**EXCERPT**:
_ _ _ _

Trends
DEREGULATING TRUCKS AND BUSES
The long-awaited Motor Carrier Reform Act was submitted to Congress in November. It would significantly reduce ICC controls on interstate trucking and bus line operations (see "Deregulating Trucking," REASON, July 1975). If passed, the bill would accomplish the following:
• End the prohibition on carrying cargo on return trips, thereby eliminating wasteful "empty backhauls."
• End the antitrust immunity of the trucking cartel's rate-making bureaus.
• Adopt a widening "zone of reasonableness" within which truckers would be free to set rates without ICC approval: up or down by 7 percent the first year, 12 percent the second year, and 15 percent the third year. Thereafter rates could be raised up to 15 percent each year and lowered without limit.
• Remove many restrictions on areas of service and on private carriers.
• Allow new carriers to enter the market without having to show that existing service was inadequate.
As with the recent Aviation Act of 1975 proposal (see "Trends," Jan. 1976), reaction to the deregulation bill was largely predictable. The American Trucking Associations, Inc. called it "the ultimate in governmental irresponsibility" and claimed it would destroy industry stability and lead to economic chaos. Similar views were expressed by the Teamsters Union. Support for the bill is strong, however, among conservative Republicans and liberal Democrats, both of whom are increasingly sensitive to the cost of government regulation to consumers. (Thomas Gale Moore of Stanford University estimates the cost of ICC trucking regulations as from $4 to $16 billion per year.) The Motor Carrier Reform Act was strongly supported by Business Week, which called it "a rational approach to an area where rationality is badly needed." The magazine's only criticism of the bill was that it does not go far enough, pointing out that "unrestricted entry would be a still better answer" to the problem of insufficient competition.
Like the CAB, the ICC has been attempting to stave off deregulation by quietly easing some of its regulations. It has proposed new rate flexibility, made some changes to reduce gateway restrictions, and limited the power of rate bureaus. Hopefully, Congress will not be dissuaded by these cosmetic efforts and will proceed to pass the proposed Act, or abolish the ICC altogether.

_ _ _ _

**EXERCISE INSTRUCTIONS**:
**a)** Rewrite the trucking deregulation article from the words "Like the CAB, the" through "the ICC altogether.", replacing "rate bureaus" with "tariff bureaus".
**b)** According to the trucking deregulation article, what does Thomas Gale Moore estimate ICC trucking regulations cost each year?
You will not need the listing that comes after this text.

_ _ _ _

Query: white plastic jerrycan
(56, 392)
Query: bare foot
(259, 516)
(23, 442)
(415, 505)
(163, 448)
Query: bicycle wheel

_ _ _ _

**RESPONSES FOR EACH TASK**:
**a)**
Like the CAB, the ICC has been attempting to stave off deregulation by quietly easing some of its regulations. It has proposed new rate flexibility, made some changes to reduce gateway restrictions, and limited the power of tariff bureaus. Hopefully, Congress will not be dissuaded by these cosmetic efforts and will proceed to pass the proposed Act, or abolish the ICC altogether.

**b)** From $4 to $16 billion per year.